Written instruction – Set down, in full, every record in the block.

+ + + + +

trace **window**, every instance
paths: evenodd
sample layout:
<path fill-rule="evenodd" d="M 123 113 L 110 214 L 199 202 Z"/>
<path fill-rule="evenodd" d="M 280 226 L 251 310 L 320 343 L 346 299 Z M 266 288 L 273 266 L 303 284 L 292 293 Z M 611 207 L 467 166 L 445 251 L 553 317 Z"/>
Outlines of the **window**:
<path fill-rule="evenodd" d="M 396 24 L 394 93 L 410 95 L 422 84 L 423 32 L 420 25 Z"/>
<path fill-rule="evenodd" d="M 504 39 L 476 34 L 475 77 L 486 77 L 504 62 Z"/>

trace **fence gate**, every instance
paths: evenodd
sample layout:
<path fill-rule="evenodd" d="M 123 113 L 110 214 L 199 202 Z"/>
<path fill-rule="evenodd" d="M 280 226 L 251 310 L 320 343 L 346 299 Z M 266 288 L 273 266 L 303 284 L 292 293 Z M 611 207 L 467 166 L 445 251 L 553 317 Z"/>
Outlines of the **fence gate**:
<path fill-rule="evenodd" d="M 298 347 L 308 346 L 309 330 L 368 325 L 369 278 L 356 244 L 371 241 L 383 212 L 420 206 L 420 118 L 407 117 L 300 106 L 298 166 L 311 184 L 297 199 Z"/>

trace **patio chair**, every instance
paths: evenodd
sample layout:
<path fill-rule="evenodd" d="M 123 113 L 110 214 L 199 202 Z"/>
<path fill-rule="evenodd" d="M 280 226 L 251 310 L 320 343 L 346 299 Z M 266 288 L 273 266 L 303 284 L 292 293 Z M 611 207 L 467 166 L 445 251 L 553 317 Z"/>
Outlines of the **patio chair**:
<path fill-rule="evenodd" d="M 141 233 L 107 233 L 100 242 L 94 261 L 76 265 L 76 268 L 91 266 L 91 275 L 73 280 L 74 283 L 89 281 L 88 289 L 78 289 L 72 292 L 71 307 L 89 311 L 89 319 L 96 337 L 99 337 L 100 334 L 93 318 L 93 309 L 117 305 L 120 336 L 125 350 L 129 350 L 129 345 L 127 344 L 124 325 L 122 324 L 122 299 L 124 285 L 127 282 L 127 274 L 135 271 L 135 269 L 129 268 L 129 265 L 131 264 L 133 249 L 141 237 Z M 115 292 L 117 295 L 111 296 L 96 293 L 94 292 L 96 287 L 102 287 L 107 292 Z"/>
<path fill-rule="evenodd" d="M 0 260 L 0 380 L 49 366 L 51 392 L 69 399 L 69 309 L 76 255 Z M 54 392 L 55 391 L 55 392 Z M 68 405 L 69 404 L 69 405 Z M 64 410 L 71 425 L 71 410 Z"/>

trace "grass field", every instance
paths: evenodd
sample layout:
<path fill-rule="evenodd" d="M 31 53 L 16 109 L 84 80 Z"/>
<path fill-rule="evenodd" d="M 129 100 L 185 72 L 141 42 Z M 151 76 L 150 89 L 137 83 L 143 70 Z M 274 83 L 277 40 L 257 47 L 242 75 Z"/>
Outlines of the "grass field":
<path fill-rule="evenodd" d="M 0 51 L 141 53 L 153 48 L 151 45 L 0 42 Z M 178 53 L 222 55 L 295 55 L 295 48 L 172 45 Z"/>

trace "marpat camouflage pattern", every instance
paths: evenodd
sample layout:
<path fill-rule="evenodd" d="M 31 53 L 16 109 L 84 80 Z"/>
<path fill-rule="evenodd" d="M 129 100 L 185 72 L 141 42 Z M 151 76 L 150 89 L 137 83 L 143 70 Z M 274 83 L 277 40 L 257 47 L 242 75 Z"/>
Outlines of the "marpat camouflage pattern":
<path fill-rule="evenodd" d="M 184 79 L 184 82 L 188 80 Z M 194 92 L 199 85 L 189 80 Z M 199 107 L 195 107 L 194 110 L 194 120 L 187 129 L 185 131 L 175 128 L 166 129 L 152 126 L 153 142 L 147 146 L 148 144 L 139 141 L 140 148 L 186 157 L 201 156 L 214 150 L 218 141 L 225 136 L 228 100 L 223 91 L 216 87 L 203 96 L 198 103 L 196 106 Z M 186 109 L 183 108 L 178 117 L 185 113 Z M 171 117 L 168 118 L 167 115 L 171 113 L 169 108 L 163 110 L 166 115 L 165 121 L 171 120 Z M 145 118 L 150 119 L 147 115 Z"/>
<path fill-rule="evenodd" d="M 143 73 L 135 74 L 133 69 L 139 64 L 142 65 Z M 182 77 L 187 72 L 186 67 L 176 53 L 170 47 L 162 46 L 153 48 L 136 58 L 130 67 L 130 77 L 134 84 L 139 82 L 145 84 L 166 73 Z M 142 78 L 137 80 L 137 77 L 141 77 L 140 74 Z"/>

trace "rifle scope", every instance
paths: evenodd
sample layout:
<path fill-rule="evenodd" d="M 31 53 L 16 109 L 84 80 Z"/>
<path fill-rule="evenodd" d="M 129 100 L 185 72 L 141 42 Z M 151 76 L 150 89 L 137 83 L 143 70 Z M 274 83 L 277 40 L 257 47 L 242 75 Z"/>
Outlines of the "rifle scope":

+ + + + +

Exercise output –
trace **window**, every instance
paths: evenodd
sample layout:
<path fill-rule="evenodd" d="M 123 113 L 110 214 L 199 202 Z"/>
<path fill-rule="evenodd" d="M 280 226 L 251 310 L 320 343 L 346 299 Z M 266 288 L 273 266 L 303 284 L 292 293 Z M 611 207 L 467 166 L 445 251 L 553 317 Z"/>
Outlines of the **window**:
<path fill-rule="evenodd" d="M 396 24 L 394 93 L 410 95 L 422 84 L 423 32 L 420 25 Z"/>
<path fill-rule="evenodd" d="M 504 39 L 476 34 L 475 77 L 486 77 L 504 62 Z"/>

trace **fence gate**, every instance
paths: evenodd
sample layout:
<path fill-rule="evenodd" d="M 123 113 L 110 214 L 199 202 Z"/>
<path fill-rule="evenodd" d="M 280 226 L 251 310 L 320 343 L 346 299 Z M 266 288 L 273 266 L 303 284 L 292 293 Z M 611 207 L 467 166 L 445 251 L 553 317 Z"/>
Outlines of the **fence gate**:
<path fill-rule="evenodd" d="M 298 347 L 308 346 L 309 330 L 368 325 L 369 278 L 356 244 L 371 241 L 383 212 L 420 206 L 420 118 L 407 117 L 300 106 L 298 166 L 311 184 L 297 199 Z"/>

trace **patio chair**, every instance
paths: evenodd
sample layout:
<path fill-rule="evenodd" d="M 123 113 L 110 214 L 199 202 Z"/>
<path fill-rule="evenodd" d="M 280 226 L 251 310 L 320 343 L 346 299 Z M 266 288 L 273 266 L 303 284 L 292 293 Z M 611 207 L 467 166 L 445 251 L 553 317 Z"/>
Outlines of the **patio chair**:
<path fill-rule="evenodd" d="M 141 233 L 107 233 L 100 242 L 94 261 L 76 265 L 76 268 L 91 266 L 91 275 L 73 280 L 74 283 L 89 281 L 88 289 L 78 289 L 72 292 L 71 307 L 89 311 L 89 319 L 96 337 L 99 337 L 100 334 L 93 318 L 93 309 L 117 305 L 120 336 L 125 350 L 129 350 L 129 345 L 127 344 L 124 325 L 122 324 L 122 299 L 124 285 L 127 282 L 127 274 L 135 271 L 135 269 L 129 268 L 129 265 L 131 264 L 133 249 L 141 237 Z M 115 292 L 117 295 L 111 296 L 96 293 L 94 292 L 96 287 L 102 287 L 107 292 Z"/>
<path fill-rule="evenodd" d="M 0 260 L 0 380 L 49 366 L 51 392 L 69 399 L 69 309 L 76 255 Z M 54 392 L 55 391 L 55 392 Z M 68 405 L 69 404 L 69 405 Z M 64 410 L 71 425 L 71 410 Z"/>

trace "grass field", every instance
paths: evenodd
sample layout:
<path fill-rule="evenodd" d="M 31 53 L 16 109 L 84 80 Z"/>
<path fill-rule="evenodd" d="M 129 100 L 185 72 L 141 42 Z M 151 76 L 150 89 L 137 83 L 143 70 Z M 274 83 L 277 40 L 257 47 L 242 75 Z"/>
Outlines of the "grass field":
<path fill-rule="evenodd" d="M 0 51 L 141 53 L 153 48 L 151 45 L 0 42 Z M 178 53 L 222 55 L 295 55 L 295 48 L 172 45 Z"/>

trace "marpat camouflage pattern", every instance
paths: evenodd
sample layout:
<path fill-rule="evenodd" d="M 31 53 L 16 109 L 84 80 Z"/>
<path fill-rule="evenodd" d="M 129 100 L 185 72 L 141 42 Z M 151 76 L 150 89 L 137 83 L 143 70 Z M 274 83 L 277 40 L 257 47 L 242 75 Z"/>
Outlines of the "marpat camouflage pattern":
<path fill-rule="evenodd" d="M 184 79 L 184 82 L 188 80 Z M 194 92 L 199 85 L 189 80 Z M 199 107 L 195 107 L 194 110 L 194 120 L 187 129 L 185 131 L 175 128 L 166 129 L 152 126 L 153 142 L 147 146 L 148 144 L 139 141 L 140 148 L 186 157 L 201 156 L 214 150 L 218 141 L 225 136 L 228 100 L 223 91 L 216 87 L 203 96 L 198 103 L 196 106 Z M 186 109 L 183 108 L 178 117 L 185 113 Z M 171 117 L 168 118 L 167 115 L 171 113 L 169 108 L 163 110 L 166 115 L 165 121 L 171 120 Z M 145 118 L 150 119 L 147 115 Z"/>
<path fill-rule="evenodd" d="M 143 73 L 135 74 L 133 69 L 139 64 L 142 65 Z M 182 77 L 187 72 L 186 67 L 176 53 L 170 47 L 162 46 L 153 48 L 136 58 L 130 67 L 130 77 L 134 84 L 139 82 L 145 84 L 166 73 Z M 142 78 L 137 80 L 137 77 L 141 77 L 140 74 Z"/>

trace "rifle scope", every instance
paths: evenodd
sample layout:
<path fill-rule="evenodd" d="M 31 53 L 16 109 L 84 80 Z"/>
<path fill-rule="evenodd" d="M 129 100 L 185 72 L 141 42 Z M 151 76 L 150 89 L 137 83 L 143 70 Z M 274 83 L 277 40 L 257 47 L 242 75 Z"/>
Outlines of the "rifle scope":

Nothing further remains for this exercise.